» EXERCISE REQUIREMENTS
Every entry here should be copied exactly.

» STORED DATA
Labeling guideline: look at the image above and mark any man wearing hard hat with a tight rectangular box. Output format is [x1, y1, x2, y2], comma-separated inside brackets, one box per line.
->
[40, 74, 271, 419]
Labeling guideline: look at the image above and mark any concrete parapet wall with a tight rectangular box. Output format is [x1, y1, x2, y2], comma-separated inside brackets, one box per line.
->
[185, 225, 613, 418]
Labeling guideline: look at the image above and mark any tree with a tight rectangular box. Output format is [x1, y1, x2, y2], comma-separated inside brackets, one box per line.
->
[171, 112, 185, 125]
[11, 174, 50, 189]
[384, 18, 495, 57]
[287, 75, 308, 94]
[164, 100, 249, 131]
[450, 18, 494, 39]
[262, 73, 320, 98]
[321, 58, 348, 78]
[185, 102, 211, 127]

» RESPONSE TO THIS EXERCISE
Labeling guideline: look at the image above and mark any man wearing hard hat with a tight rectangular box. Output format is [x1, y1, x2, y2], comma-separated inside brackets, one box per line.
->
[40, 74, 271, 419]
Labeling guideline: look at the image above and mark any concrete parapet wall with a tight rectangular box. Output format is [x1, y1, x2, y2], comma-separated inside brackets, one box per line.
->
[185, 225, 613, 418]
Labeling guideline: look at the image above and mark any tree with a tight rectangular box. Output format is [x1, y1, x2, y2], comma-separated inside brackets, one box per line.
->
[171, 112, 185, 125]
[11, 174, 50, 189]
[384, 18, 495, 57]
[287, 75, 308, 94]
[164, 100, 249, 131]
[450, 18, 494, 39]
[262, 73, 320, 98]
[321, 58, 348, 78]
[185, 102, 211, 127]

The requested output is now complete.